Pointing dataset excerpts:

......

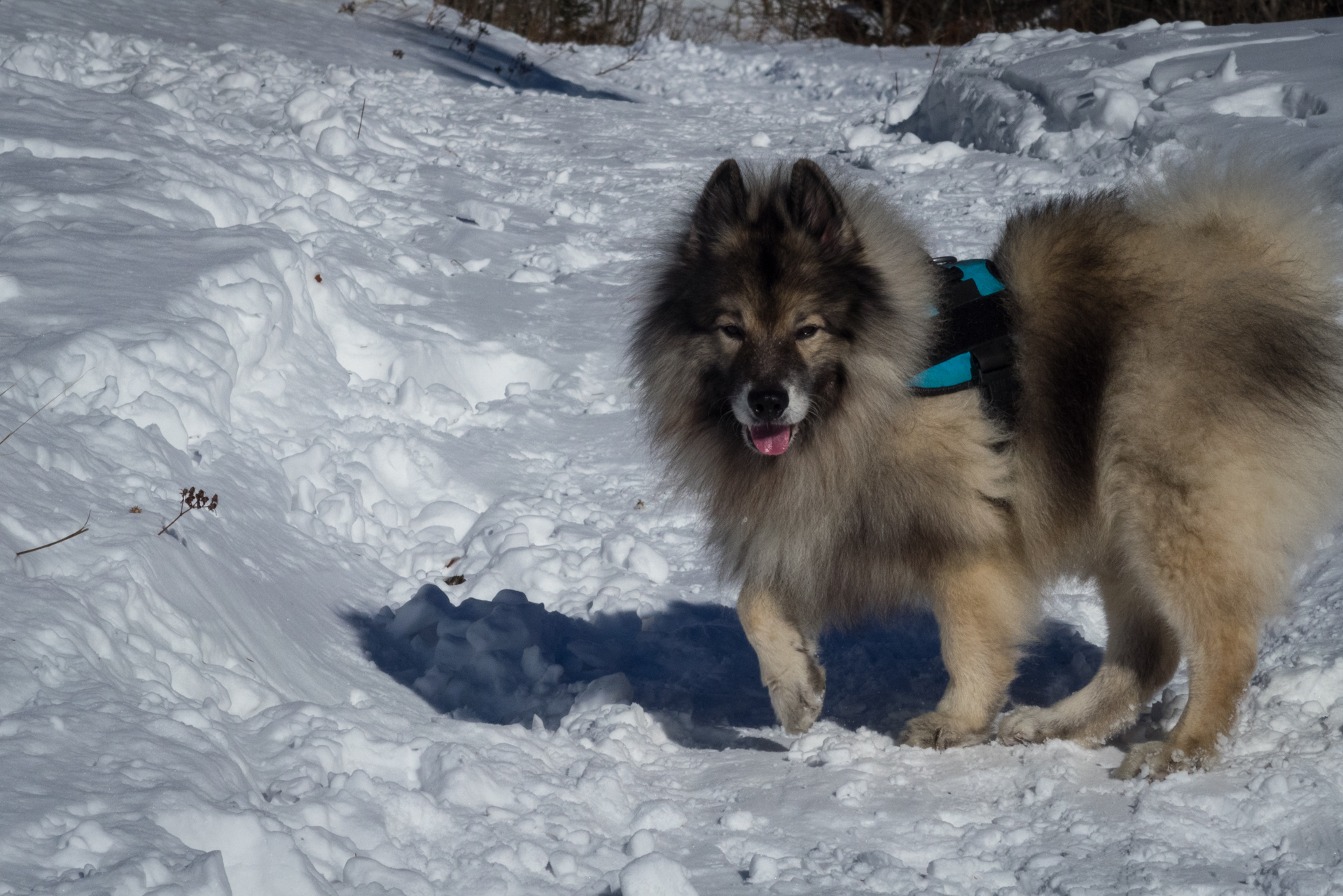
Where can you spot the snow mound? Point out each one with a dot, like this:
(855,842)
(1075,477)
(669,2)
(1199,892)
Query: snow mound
(655,875)
(503,662)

......

## Stated problem:
Write out all the lines above again except the pictures. Keep the wording and its sample points unchanged, but rescale the answer coordinates by multiplying each by 1.9 and rounding to whole numbers, with halves rounded up.

## Written solution:
Where can you spot the snow mound? Point out each one with a dot, like this:
(855,842)
(1075,477)
(669,2)
(1199,892)
Query: snow mound
(1245,1663)
(956,1258)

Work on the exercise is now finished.